■ **GIVEN RECORDS**:
::::
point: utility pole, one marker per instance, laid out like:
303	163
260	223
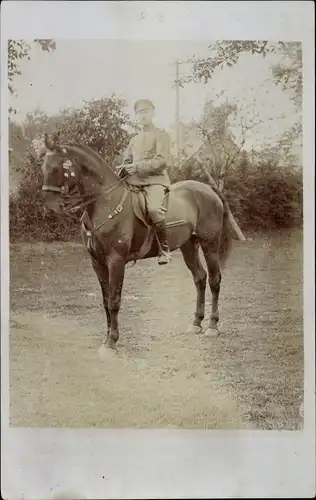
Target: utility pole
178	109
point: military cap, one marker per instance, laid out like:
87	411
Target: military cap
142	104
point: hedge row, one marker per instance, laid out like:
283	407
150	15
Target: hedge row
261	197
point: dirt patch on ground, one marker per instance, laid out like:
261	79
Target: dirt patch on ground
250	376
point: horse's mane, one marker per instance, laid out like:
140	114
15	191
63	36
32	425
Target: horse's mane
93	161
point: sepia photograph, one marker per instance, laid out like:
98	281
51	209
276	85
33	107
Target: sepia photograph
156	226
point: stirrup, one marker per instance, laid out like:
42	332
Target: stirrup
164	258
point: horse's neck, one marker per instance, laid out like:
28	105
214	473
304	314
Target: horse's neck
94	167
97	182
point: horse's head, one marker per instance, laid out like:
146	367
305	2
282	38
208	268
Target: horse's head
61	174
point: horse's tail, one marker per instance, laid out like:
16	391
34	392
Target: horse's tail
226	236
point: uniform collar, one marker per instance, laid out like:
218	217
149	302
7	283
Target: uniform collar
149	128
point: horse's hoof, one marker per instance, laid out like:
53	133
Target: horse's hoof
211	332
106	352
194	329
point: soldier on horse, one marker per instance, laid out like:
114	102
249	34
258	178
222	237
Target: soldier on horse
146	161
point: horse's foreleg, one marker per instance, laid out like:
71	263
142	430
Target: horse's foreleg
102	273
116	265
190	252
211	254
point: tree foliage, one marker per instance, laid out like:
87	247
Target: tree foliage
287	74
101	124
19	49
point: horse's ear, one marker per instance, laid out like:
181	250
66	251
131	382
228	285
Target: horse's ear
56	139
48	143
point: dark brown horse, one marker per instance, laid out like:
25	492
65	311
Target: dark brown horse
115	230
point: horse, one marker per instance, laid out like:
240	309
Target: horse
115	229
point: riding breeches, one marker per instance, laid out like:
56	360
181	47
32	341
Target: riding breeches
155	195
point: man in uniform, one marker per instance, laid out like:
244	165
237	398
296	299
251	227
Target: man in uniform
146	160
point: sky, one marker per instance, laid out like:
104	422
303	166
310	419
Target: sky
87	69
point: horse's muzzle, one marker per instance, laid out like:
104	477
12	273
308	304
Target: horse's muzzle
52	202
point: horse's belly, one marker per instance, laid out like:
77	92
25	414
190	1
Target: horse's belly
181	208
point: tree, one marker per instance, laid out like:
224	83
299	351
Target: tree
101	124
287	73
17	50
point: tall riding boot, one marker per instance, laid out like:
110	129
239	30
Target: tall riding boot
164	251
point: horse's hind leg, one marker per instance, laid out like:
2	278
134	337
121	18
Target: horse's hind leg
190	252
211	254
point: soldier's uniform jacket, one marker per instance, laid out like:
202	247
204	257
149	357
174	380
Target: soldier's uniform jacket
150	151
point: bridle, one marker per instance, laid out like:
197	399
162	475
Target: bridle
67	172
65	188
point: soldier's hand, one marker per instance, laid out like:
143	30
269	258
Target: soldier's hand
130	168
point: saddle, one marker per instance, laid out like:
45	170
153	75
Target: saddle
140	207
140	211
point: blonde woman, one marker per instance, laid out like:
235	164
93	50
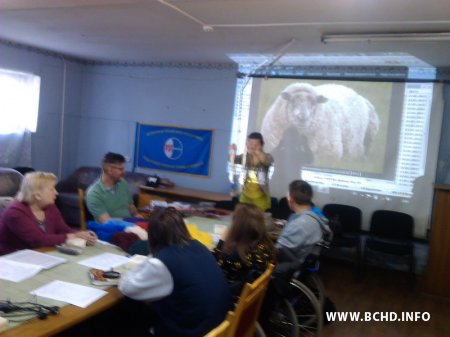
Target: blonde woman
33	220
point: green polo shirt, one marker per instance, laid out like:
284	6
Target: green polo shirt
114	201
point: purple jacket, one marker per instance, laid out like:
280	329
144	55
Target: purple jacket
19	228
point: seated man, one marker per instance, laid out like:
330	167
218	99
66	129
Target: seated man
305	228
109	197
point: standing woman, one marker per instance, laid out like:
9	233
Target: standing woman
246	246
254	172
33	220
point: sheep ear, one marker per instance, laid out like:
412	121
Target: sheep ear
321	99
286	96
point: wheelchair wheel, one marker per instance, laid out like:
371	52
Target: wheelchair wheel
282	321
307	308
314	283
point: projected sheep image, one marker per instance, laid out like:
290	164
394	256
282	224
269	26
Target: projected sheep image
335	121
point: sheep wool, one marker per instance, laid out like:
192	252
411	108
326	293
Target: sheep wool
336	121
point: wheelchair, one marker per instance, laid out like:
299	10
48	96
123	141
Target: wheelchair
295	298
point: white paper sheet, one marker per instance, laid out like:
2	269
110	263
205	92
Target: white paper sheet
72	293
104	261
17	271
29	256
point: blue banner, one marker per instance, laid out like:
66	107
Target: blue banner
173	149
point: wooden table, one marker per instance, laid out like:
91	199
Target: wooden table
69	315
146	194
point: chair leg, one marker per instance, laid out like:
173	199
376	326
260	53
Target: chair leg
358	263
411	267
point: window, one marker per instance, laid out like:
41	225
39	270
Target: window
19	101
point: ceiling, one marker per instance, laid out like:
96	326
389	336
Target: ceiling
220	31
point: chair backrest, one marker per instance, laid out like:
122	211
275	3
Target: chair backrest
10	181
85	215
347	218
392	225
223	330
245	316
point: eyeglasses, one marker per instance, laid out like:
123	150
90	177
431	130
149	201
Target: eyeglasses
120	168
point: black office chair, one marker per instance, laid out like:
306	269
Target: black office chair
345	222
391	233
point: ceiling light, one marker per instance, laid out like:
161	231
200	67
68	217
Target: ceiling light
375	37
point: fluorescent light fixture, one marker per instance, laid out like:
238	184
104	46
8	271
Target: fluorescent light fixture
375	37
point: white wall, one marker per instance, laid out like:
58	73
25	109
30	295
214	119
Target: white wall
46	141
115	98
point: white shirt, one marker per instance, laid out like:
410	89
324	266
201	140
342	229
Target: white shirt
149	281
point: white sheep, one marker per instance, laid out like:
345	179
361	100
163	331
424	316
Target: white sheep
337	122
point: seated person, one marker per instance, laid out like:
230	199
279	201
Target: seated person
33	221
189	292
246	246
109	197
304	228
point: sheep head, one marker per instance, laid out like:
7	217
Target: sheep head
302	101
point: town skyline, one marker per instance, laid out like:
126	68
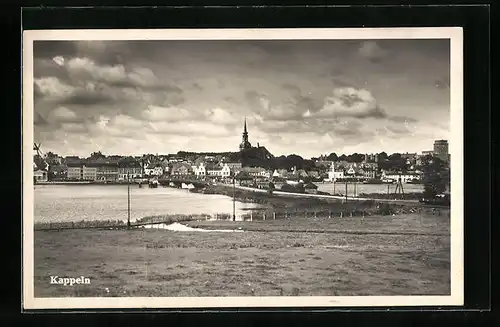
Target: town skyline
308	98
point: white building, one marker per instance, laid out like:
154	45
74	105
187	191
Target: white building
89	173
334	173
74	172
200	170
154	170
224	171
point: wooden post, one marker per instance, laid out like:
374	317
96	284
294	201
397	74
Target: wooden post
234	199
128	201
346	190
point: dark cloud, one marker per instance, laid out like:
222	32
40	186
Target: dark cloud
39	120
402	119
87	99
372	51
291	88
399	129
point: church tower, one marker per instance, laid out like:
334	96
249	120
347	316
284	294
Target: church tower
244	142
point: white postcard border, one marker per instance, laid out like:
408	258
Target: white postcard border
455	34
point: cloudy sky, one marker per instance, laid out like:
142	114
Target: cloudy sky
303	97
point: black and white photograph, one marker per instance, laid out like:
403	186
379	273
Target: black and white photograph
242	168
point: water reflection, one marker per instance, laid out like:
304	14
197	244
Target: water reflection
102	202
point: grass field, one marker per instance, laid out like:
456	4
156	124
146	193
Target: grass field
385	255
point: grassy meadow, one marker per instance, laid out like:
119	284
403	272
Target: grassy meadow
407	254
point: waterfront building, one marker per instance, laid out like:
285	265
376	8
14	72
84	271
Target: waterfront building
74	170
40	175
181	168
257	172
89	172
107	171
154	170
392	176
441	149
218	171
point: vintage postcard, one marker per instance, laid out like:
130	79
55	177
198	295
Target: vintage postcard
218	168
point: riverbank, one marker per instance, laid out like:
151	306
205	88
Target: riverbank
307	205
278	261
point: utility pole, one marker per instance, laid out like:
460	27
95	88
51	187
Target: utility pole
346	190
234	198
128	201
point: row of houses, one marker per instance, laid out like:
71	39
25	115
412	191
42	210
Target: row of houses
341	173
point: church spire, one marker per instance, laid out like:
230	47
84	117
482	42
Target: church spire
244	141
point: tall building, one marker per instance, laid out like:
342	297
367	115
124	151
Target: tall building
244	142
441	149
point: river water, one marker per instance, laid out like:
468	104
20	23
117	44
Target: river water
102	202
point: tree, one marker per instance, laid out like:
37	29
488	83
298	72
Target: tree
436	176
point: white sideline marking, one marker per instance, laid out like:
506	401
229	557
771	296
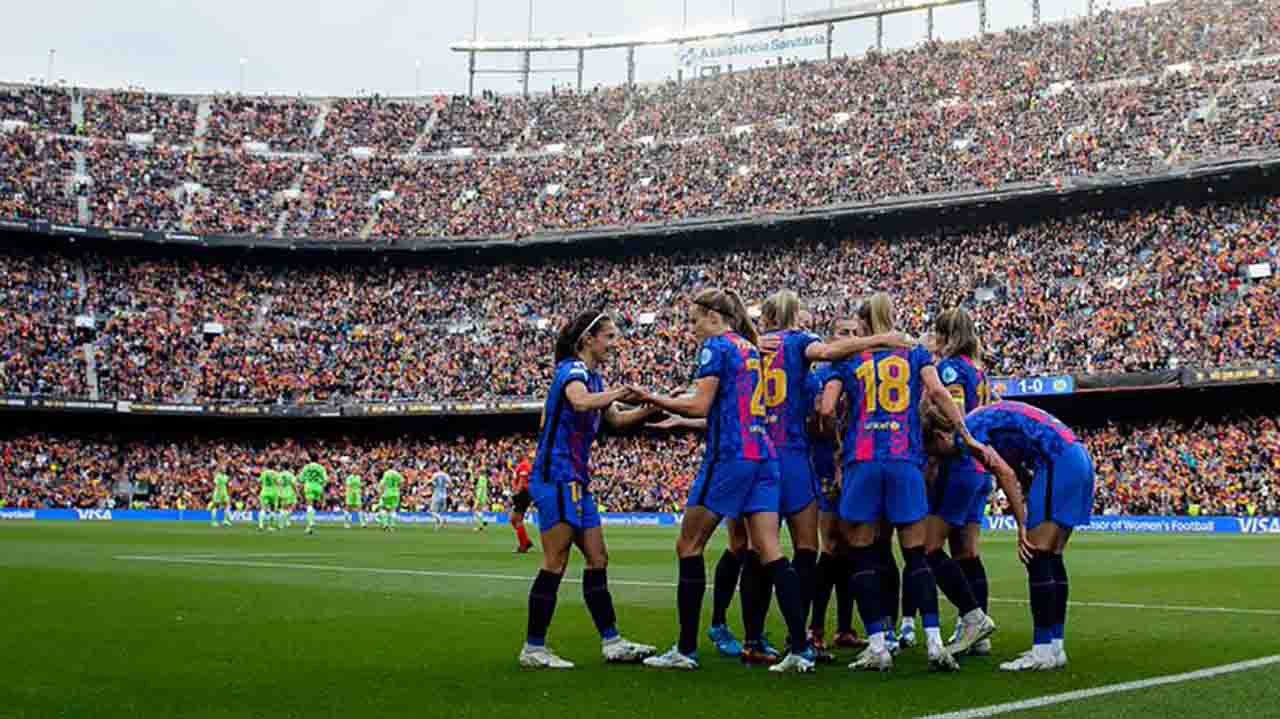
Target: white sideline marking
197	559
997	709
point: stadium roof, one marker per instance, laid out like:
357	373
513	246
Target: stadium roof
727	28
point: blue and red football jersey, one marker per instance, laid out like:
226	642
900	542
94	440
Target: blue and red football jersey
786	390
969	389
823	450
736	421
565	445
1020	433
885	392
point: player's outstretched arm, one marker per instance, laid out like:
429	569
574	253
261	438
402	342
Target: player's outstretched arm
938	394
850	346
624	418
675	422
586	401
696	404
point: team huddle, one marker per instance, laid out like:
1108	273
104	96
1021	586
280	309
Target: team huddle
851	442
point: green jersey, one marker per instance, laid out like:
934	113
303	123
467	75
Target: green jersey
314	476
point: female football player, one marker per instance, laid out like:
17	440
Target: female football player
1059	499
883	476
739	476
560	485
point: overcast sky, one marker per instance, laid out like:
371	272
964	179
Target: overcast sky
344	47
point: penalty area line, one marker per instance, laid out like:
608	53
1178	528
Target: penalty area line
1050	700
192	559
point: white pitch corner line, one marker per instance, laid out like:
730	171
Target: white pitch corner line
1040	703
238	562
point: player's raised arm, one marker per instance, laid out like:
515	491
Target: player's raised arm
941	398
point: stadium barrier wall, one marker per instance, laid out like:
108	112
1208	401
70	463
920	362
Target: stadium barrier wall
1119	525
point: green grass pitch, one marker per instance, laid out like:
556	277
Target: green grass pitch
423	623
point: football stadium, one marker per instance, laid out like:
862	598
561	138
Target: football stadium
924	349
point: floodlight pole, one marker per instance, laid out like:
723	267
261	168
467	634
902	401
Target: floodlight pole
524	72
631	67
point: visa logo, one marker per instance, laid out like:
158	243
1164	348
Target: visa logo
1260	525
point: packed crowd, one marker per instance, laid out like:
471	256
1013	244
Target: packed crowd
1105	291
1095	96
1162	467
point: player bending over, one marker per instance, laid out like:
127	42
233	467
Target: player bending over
::::
■ **ABOUT THIS EXERCISE**:
Copy exactly the lines above, from the one containing "point: player bending" through the very last line.

■ **EXPECTED OUTPUT**:
point: player bending over, one marker per instance, laid out like:
127	42
233	467
Target: player bending over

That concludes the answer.